Provided text:

◇ ◇ ◇ ◇

In the days before Covid, limited censorship of the internet might have seemed a reasonable idea to those opposed to terrorism. The concerns about mission creep voiced by some at the time, however, now seem prescient.

Under the guise of fighting the pandemic, the tech giants have launched a dangerous war on heterodoxy that preferences the views of the progressive elite. Seriously credentialled medical academics from leading universities were shut out of the debate over the wisdom of lockdowns and the safety of vaccines by algorithms that bar them from contributing to online discussion or buried their opinions so far down the search engine you’d have to scroll for 50 years to find them.

This attack on free scientific debate trespassed upon the sanctity of the doctor-patient relationship. In Victoria, patient records were seized from surgeries without a warrant. Kangaroo courts banned experienced doctors from practising for diverging from the official Covid line.

Every small, illiberal step established a staging post for new assaults on freedoms we’d foolishly imagined were sacrosanct in a liberal democracy such as ours.

New laws being debated in state parliaments will give medical authorities the power to end the careers of doctors who diverge from the so-called consensus view on anything. A patient seeking a second opinion will be wasting their time since it is bound to be no different from the first.

Even Ardern sounds nervous about where this global war on online misinformation might head. “We are rightly concerned that even those most light-touch approaches to disinformation could be misinterpreted as being hostile to the values of free speech we value so highly,” she says. But to allow the internet content to rip, she claimed, “poses an equal threat to the norms we all value”.

“How do you successfully end a war if people are led to believe the reason for its existence is not only legal but noble?” she asked. “How do you tackle climate change if people do not believe it exists?” Seen through the narrow prism of ideological catastrophism, Ardern’s crackdown on scientific dissent presumably seems reasonable. Speaking in Sydney in July she declared that concerns about the militarisation of our region by communist China “must surely be matched by a concern for those who experience the violence of climate change”.

Claims as far-reaching as these demand debate. Ardern, however, hubristically insists there should be none. Perhaps this is because she is convinced her conclusions on climate change are beyond doubt. More likely, she fears their inability to stand up to scrutiny. Why else would she fear debate?

Conservatives frequently describe the progressive left’s march through the institutions as if we were facing a blitzkrieg, like Poland in 1939. In fact, the progressive cause shuffles, a centimetre at a time, until it gathers unstoppable momentum.

We should not be surprised, then, that Silicon Valley’s 10-tonne blue pencil is now boldly taking sides in democratic political debates. The censorship for two weeks of The New York Post’s exposure of the contents of Hunter Biden’s laptop, which allegedly compromised his father, successfully prevented this explosive story from contaminating Joe Biden’s election campaign.

◇ ◇ ◇ ◇

Directions for this task:
Render this sentence from the piece on online censorship into Spanish: "Every small, illiberal step established a staging post for new assaults on freedoms we’d foolishly imagined were sacrosanct in a liberal democracy such as ours."

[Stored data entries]
◇ ◇ ◇ ◇

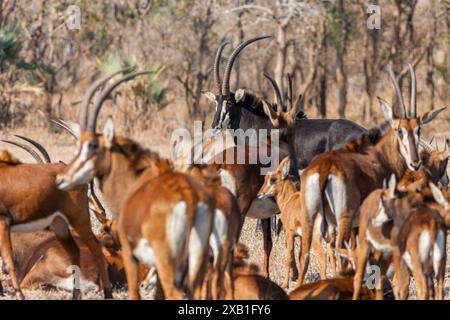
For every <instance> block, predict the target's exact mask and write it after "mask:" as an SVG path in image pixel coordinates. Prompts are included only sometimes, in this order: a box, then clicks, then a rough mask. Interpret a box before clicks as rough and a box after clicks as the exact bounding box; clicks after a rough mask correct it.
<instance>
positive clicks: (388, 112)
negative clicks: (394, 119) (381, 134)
mask: <svg viewBox="0 0 450 320" xmlns="http://www.w3.org/2000/svg"><path fill="white" fill-rule="evenodd" d="M377 98H378V101H379V102H380V107H381V111H383V116H384V119H385V120H386V121H387V122H389V124H390V125H391V126H392V124H393V123H394V113H393V112H392V108H391V106H390V105H389V103H387V102H386V100H384V99H381V98H380V97H377Z"/></svg>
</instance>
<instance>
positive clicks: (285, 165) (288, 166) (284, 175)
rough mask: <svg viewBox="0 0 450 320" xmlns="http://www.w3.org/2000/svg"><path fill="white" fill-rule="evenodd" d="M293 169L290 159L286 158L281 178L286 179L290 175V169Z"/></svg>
mask: <svg viewBox="0 0 450 320" xmlns="http://www.w3.org/2000/svg"><path fill="white" fill-rule="evenodd" d="M290 169H291V161H290V160H289V159H287V160H285V161H284V163H283V167H282V168H281V179H282V180H284V179H286V178H287V177H288V175H289V171H290Z"/></svg>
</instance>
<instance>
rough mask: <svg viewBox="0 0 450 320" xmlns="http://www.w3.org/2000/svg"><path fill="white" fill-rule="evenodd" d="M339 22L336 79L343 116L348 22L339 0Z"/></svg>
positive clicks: (336, 52) (346, 75)
mask: <svg viewBox="0 0 450 320" xmlns="http://www.w3.org/2000/svg"><path fill="white" fill-rule="evenodd" d="M338 9H339V24H340V28H341V37H340V40H341V41H340V44H338V45H337V48H336V64H337V69H336V80H337V87H338V97H339V98H338V99H339V106H338V111H339V117H340V118H345V106H346V103H347V74H346V70H345V53H346V51H347V40H348V27H349V26H348V22H347V17H346V12H345V6H344V1H343V0H339V8H338Z"/></svg>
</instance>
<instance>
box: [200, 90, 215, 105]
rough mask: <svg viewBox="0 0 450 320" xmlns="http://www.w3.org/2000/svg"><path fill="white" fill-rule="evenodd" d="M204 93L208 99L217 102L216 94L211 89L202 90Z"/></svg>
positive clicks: (204, 95)
mask: <svg viewBox="0 0 450 320" xmlns="http://www.w3.org/2000/svg"><path fill="white" fill-rule="evenodd" d="M202 94H203V95H204V96H205V98H206V99H208V100H209V101H211V102H216V95H215V94H214V93H212V92H211V91H206V92H202Z"/></svg>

◇ ◇ ◇ ◇

Result:
Cada pequeño paso antiliberal estableció un punto de partida para nuevos ataques contra libertades que tontamente habíamos imaginado sacrosantas en una democracia liberal como la nuestra.